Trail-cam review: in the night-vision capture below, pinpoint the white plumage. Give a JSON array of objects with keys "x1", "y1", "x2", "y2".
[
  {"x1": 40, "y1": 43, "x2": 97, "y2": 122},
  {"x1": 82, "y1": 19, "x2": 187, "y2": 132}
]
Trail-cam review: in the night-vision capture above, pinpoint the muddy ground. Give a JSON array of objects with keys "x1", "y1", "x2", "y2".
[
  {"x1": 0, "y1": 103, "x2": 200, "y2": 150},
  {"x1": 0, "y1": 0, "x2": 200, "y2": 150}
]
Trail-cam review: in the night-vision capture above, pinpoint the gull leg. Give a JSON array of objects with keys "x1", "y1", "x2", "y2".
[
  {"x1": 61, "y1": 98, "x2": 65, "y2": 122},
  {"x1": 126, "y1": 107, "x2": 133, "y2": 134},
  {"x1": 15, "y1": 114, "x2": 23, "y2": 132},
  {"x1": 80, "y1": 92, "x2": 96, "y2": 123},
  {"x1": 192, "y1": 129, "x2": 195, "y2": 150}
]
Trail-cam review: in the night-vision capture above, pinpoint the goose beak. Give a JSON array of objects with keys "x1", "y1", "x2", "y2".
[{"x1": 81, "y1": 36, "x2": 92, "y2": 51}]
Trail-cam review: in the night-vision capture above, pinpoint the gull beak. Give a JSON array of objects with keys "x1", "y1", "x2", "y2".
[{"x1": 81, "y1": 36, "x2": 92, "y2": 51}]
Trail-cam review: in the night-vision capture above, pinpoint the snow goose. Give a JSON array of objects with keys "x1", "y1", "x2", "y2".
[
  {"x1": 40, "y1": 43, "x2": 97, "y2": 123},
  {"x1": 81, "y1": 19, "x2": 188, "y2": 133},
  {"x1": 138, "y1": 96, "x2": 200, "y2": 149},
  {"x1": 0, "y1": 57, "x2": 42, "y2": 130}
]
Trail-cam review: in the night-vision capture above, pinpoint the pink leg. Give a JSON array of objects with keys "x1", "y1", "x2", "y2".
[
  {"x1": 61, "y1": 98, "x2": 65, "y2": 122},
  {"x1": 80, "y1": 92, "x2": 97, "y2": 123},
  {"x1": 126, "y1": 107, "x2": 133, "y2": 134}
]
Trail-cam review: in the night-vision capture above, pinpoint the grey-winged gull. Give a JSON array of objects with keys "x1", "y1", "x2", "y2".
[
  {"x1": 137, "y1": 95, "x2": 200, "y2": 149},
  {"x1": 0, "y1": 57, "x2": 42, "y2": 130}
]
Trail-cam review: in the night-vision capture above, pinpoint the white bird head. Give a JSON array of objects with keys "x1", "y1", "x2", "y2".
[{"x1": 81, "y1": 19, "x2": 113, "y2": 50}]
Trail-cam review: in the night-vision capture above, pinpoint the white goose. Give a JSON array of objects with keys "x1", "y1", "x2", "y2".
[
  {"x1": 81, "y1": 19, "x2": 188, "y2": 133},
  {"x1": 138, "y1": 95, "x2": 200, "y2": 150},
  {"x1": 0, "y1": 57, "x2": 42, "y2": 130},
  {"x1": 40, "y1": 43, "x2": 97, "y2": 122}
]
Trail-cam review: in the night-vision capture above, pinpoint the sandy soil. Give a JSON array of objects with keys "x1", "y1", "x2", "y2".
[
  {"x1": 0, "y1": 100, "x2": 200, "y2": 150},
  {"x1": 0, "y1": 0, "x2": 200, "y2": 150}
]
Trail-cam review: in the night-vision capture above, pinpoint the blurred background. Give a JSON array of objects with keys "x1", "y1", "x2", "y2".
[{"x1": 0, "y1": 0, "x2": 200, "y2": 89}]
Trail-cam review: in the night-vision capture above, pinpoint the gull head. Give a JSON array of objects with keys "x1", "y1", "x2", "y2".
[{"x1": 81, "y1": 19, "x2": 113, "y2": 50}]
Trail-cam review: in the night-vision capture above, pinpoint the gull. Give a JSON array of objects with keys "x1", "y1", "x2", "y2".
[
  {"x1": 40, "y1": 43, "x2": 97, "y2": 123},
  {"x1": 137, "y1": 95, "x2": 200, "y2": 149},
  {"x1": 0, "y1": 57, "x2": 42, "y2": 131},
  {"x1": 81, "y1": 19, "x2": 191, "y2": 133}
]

Requirements | Gather every line from the rows above that contains the word "goose", and copy each one unchanged.

Full response |
Trail-cam review: in the night-vision capture above, pinpoint the goose beak. Give a JSON array of objects with keys "x1", "y1", "x2", "y2".
Trail-cam review: in the night-vision capture above, pinpoint the snow goose. Give a JSON array of objects with keys "x1", "y1", "x2", "y2".
Trail-cam review: in the night-vision capture above, pinpoint the white goose. Give a JSON array of objects with keys "x1", "y1", "x2", "y2".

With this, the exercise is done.